*SELECTION*.
— Start —

Alternative to buns

Discussion in 'Breads' started by seabass, Sep 9, 2011.

  1. I hate it when my Q slides off my bun and into my lap.  Warpping it in paper or foil only helps so much.  Sliaces of bread isn't much better.  I've become very happy with my burritos, but it doesn't "feel" like barbecue.  Then I tried slicing Texas toast into a pita-ish pocket but that' cumbersom, time-consuming, and a little dangerous for my thumbs.  I don't want to go all the way to a flatbread.

    What is another option for bread so that 3 sides or more could be covered but it still "feels like barbecue?"

    My inital solution is a wide peice of bread, like an artisian soughdough, toasted lightly and buttered, then folded in half like a toddler's PBnJ.

    I'm really interested in anyone else's clever bread/bun ideas for my sammiches.

— End —

*DATA EXTRACT*.
— Start —

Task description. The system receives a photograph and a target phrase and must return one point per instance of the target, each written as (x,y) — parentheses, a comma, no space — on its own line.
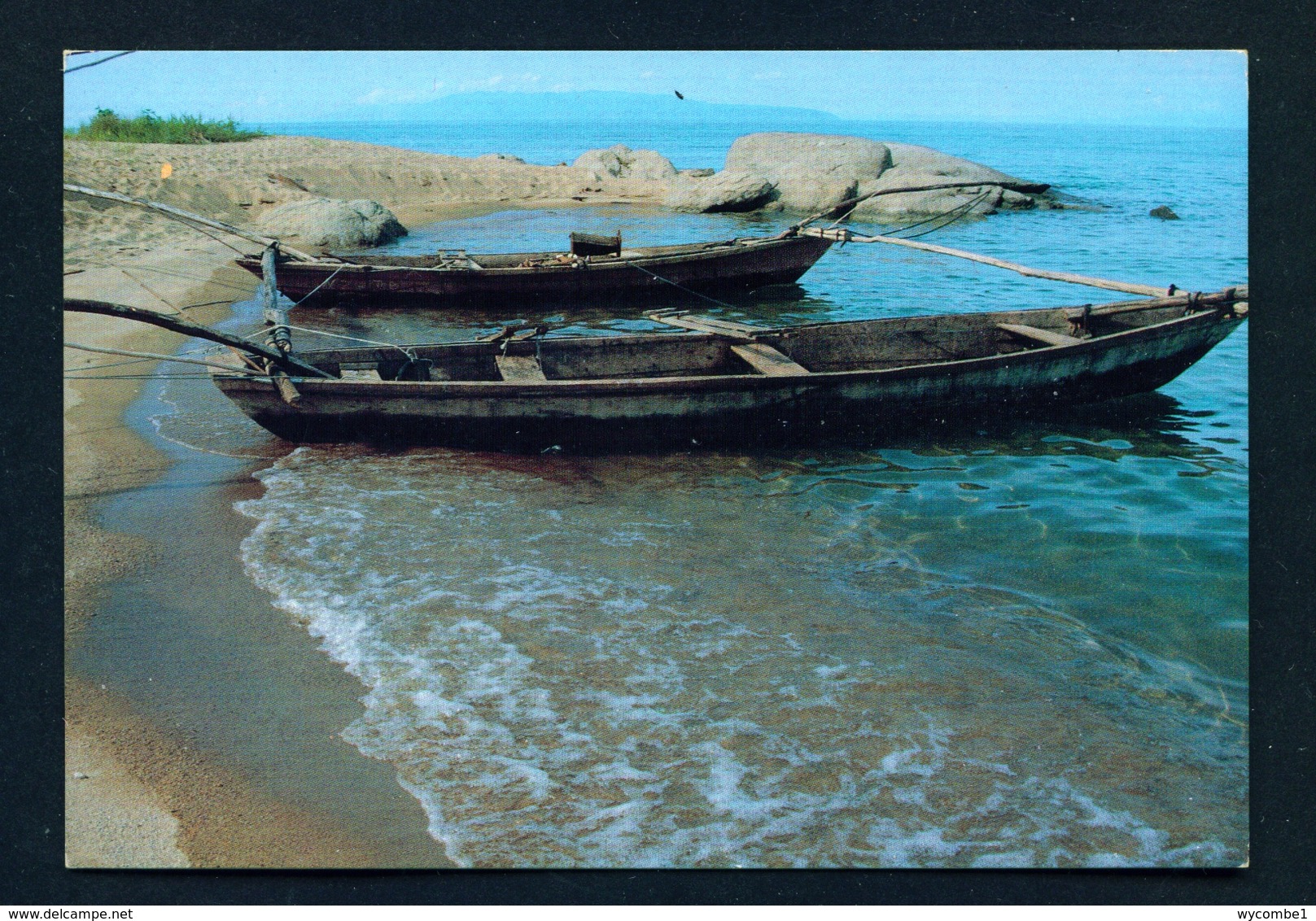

— End —

*TASKS AND EXERCISES*.
A. Answer these questions about the forum post on alternatives to buns, one answer per line:
(i) In which section of the forum was the discussion started?
(ii) What food does the poster say they have become very happy with?
(iii) What is the poster's initial solution folded in half like?
B. List every method the forum post on alternatives to buns says the poster has already tried for holding barbecue.
C. Write what comes next in the forum post on alternatives to buns, picking up after its final sentence.

*TASK RESULTS*.
A.
(i) Breads
(ii) Burritos
(iii) A toddler's PBnJ

B.
- Wrapping it in paper or foil
- Slices of bread
- Burritos
- Slicing Texas toast into a pita-like pocket

C.
  2. sqwib

    sqwib Smoking Guru OTBS Member


    Not sure if I understand what your looking for but will give it a shot...

    Pita bread

    no... not Pain In The A** bread.

    Pita pockets work well
  3. alblancher

    alblancher Master of the Pit Group Lead OTBS Member

    Take a loaf of french bread, cut the end of  we call it the nose and hollow out.  Just solved your problem!
  4. smokinal

    smokinal Smoking Guru Staff Member Moderator OTBS Member ★ Lifetime Premier ★

    I just take my shirt off or wear a bib.
  5. forluvofsmoke

    forluvofsmoke Smoking Guru OTBS Member

    Maybe you're putting too much emphasis into sauce/wet ingredients when you build your sammies? They can get wicked slippery, and I've had a few like that, the extreme, they're what I would call a "swimmer" (meat swimming in sauce).

    When I build a pulled, shredded or sliced pork, chicken, beef or pastrami sammy for a meal for the entire family and for gatherings, I use crusty french bread...cut into the side almost all the way through, open it up, cram it full of meat, add your onion or other garnish and slice off the desired size you want.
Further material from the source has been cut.